## Written exercise 1
Count the lines in the listing that contain the string "tassel", and give only that number.

## Quoted passage
Studio album by Duet Emmo
- Released: August 1983
- Recorded: 1981–1982
- Studio: Blackwing Studios, London
- Genre: Minimal wave; experimental;
- Length: 43:04
- Label: Mute
- Producer: Bruce Gilbert; Daniel Miller; Graham Lewis; John Fryer; Eric Radcliffe;

Singles from Or So It Seems
- "Or So It Seems" Released: March 1983;

= Or So It Seems =

Or So It Seems is an album by Graham Lewis, Bruce Gilbert and Daniel Miller under the pseudonym Duet Emmo (an anagram of Dome and Mute), released in 1983 by Mute Records.

The title track was also released as a 12" single and its b-side "Heart of Hearts" was included as a bonus track on CD releases of the album.

== Reception ==

AllMusic called it "less a seamless marriage of the collaborators' aesthetics than an awkward cohabitation of abstruse Dome material with more accessible and melodic synth-oriented fare". Trouser Press wrote: "Or So It Seems fluctuates between atonal, electronic sound collages and stiff, monotonous synth-funk reminiscent of D.A.F., with no track ever getting off the ground. Fun studio noodling no doubt, but not of lasting import."

## Task input
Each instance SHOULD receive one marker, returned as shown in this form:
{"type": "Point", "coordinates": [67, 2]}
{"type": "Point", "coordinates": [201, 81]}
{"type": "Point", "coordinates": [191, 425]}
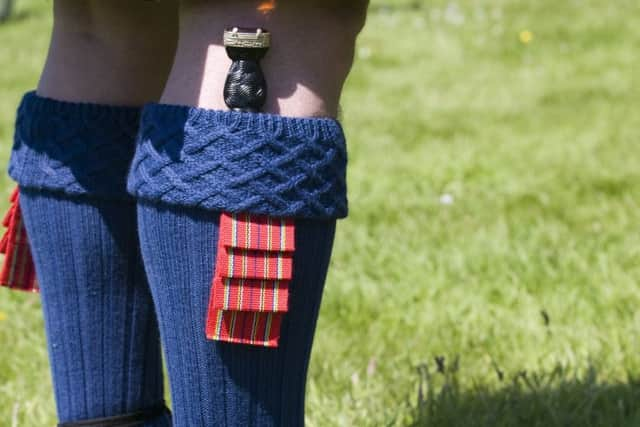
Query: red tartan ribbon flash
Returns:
{"type": "Point", "coordinates": [250, 289]}
{"type": "Point", "coordinates": [18, 271]}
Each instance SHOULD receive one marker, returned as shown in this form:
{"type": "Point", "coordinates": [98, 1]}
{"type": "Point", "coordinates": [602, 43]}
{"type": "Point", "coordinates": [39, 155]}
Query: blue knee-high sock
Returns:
{"type": "Point", "coordinates": [71, 161]}
{"type": "Point", "coordinates": [191, 164]}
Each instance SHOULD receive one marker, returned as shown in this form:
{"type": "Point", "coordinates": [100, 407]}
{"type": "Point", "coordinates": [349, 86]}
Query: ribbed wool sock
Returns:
{"type": "Point", "coordinates": [70, 161]}
{"type": "Point", "coordinates": [190, 165]}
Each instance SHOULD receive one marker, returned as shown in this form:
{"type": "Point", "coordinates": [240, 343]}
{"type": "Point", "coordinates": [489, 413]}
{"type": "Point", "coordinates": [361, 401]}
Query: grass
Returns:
{"type": "Point", "coordinates": [488, 272]}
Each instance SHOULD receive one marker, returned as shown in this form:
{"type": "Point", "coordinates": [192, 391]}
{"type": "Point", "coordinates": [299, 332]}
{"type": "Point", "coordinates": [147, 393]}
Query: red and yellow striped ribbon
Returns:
{"type": "Point", "coordinates": [250, 287]}
{"type": "Point", "coordinates": [18, 271]}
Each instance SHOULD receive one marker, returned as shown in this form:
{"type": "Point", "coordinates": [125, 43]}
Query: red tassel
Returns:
{"type": "Point", "coordinates": [250, 289]}
{"type": "Point", "coordinates": [18, 271]}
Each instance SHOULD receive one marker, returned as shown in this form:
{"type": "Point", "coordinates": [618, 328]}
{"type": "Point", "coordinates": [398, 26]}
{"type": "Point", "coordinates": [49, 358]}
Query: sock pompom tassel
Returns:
{"type": "Point", "coordinates": [250, 289]}
{"type": "Point", "coordinates": [18, 271]}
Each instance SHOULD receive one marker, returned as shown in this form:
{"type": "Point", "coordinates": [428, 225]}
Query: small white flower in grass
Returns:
{"type": "Point", "coordinates": [446, 199]}
{"type": "Point", "coordinates": [453, 14]}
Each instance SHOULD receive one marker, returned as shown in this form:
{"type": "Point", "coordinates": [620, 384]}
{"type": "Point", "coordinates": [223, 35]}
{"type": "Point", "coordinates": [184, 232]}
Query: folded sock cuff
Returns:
{"type": "Point", "coordinates": [240, 162]}
{"type": "Point", "coordinates": [74, 148]}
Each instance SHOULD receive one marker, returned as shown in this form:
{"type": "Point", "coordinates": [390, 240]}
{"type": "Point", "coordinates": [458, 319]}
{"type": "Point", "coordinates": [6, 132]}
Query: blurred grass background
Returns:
{"type": "Point", "coordinates": [488, 272]}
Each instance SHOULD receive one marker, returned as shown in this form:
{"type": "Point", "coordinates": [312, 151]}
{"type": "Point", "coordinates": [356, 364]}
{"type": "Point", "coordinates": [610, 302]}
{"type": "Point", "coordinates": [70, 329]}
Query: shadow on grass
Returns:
{"type": "Point", "coordinates": [556, 398]}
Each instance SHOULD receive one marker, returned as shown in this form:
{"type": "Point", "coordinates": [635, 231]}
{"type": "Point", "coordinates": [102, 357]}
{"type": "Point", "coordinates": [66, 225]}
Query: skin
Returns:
{"type": "Point", "coordinates": [116, 52]}
{"type": "Point", "coordinates": [125, 52]}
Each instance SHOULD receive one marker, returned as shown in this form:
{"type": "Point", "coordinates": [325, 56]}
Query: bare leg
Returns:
{"type": "Point", "coordinates": [311, 54]}
{"type": "Point", "coordinates": [111, 52]}
{"type": "Point", "coordinates": [75, 139]}
{"type": "Point", "coordinates": [197, 159]}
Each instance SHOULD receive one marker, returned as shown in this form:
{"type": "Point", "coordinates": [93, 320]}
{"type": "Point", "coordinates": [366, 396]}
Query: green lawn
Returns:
{"type": "Point", "coordinates": [488, 272]}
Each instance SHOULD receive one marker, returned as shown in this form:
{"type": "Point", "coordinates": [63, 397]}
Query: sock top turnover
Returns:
{"type": "Point", "coordinates": [240, 162]}
{"type": "Point", "coordinates": [73, 148]}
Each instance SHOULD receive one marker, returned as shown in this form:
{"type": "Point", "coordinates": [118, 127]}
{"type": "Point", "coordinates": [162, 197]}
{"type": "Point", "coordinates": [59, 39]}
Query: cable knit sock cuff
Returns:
{"type": "Point", "coordinates": [74, 148]}
{"type": "Point", "coordinates": [240, 162]}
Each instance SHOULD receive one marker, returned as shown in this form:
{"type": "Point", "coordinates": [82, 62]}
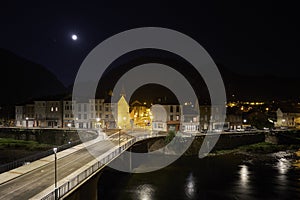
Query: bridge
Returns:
{"type": "Point", "coordinates": [74, 166]}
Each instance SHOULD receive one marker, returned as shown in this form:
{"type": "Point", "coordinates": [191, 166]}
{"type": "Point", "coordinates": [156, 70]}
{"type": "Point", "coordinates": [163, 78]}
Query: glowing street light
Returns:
{"type": "Point", "coordinates": [27, 122]}
{"type": "Point", "coordinates": [55, 172]}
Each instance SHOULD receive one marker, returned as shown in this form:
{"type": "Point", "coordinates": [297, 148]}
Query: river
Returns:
{"type": "Point", "coordinates": [270, 176]}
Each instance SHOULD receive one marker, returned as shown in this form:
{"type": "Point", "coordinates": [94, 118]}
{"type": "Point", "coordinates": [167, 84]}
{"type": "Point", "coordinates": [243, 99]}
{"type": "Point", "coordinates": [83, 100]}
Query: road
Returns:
{"type": "Point", "coordinates": [34, 182]}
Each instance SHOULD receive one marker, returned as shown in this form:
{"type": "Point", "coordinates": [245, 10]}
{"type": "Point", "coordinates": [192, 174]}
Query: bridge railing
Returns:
{"type": "Point", "coordinates": [32, 158]}
{"type": "Point", "coordinates": [107, 157]}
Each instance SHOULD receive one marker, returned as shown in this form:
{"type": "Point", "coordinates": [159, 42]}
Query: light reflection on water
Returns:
{"type": "Point", "coordinates": [190, 186]}
{"type": "Point", "coordinates": [244, 176]}
{"type": "Point", "coordinates": [144, 192]}
{"type": "Point", "coordinates": [270, 177]}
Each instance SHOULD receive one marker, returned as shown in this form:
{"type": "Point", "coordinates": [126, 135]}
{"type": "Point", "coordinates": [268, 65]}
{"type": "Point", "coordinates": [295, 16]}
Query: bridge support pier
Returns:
{"type": "Point", "coordinates": [89, 190]}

## Written exercise 2
From the album article, copy the passage from "Singles from Or" up to and including "by Mute Records.", keeping every character unchanged.

## Correct response 1
2

## Correct response 2
Singles from Or So It Seems
- "Or So It Seems" Released: March 1983;

= Or So It Seems =

Or So It Seems is an album by Graham Lewis, Bruce Gilbert and Daniel Miller under the pseudonym Duet Emmo (an anagram of Dome and Mute), released in 1983 by Mute Records.